#### WRITTEN TASK:
Show each line of the entries below that contains the string "sock", reproducing those lines verbatim. Letter case is significant when matching.
┏━━
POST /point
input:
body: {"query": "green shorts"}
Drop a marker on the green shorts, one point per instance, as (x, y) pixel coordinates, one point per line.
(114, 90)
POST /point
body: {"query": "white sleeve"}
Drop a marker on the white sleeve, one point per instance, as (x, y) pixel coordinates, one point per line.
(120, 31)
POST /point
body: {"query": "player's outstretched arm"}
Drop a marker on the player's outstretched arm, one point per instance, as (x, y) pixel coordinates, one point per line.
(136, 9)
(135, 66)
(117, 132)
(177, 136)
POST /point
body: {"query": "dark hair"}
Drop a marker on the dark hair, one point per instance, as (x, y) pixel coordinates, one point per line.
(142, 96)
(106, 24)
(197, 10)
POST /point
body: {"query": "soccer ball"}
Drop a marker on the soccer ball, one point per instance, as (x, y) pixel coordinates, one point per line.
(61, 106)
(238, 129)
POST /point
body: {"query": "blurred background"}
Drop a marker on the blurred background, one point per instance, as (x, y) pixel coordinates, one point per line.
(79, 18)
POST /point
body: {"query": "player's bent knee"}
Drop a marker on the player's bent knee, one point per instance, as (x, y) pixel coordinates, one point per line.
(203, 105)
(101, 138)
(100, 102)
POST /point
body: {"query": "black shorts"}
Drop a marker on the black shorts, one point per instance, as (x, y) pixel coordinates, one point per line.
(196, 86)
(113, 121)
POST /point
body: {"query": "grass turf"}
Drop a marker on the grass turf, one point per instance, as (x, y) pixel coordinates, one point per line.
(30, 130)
┗━━
┏━━
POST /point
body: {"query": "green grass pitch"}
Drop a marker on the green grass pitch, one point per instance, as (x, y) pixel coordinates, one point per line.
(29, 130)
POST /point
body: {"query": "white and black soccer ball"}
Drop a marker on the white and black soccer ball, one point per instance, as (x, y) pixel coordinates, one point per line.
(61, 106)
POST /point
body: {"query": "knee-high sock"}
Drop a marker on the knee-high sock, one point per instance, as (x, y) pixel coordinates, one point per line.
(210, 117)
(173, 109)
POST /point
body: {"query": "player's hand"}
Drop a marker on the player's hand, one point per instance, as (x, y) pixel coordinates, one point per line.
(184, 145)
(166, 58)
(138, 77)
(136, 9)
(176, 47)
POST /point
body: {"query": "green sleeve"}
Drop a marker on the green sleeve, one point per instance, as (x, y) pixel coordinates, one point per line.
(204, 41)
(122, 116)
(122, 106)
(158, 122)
┗━━
#### COMPLETE ANSWER:
body: {"query": "knee-high sock"}
Drop a marker on the knee-high sock, one point per instance, as (x, y) pixel coordinates, one point per line.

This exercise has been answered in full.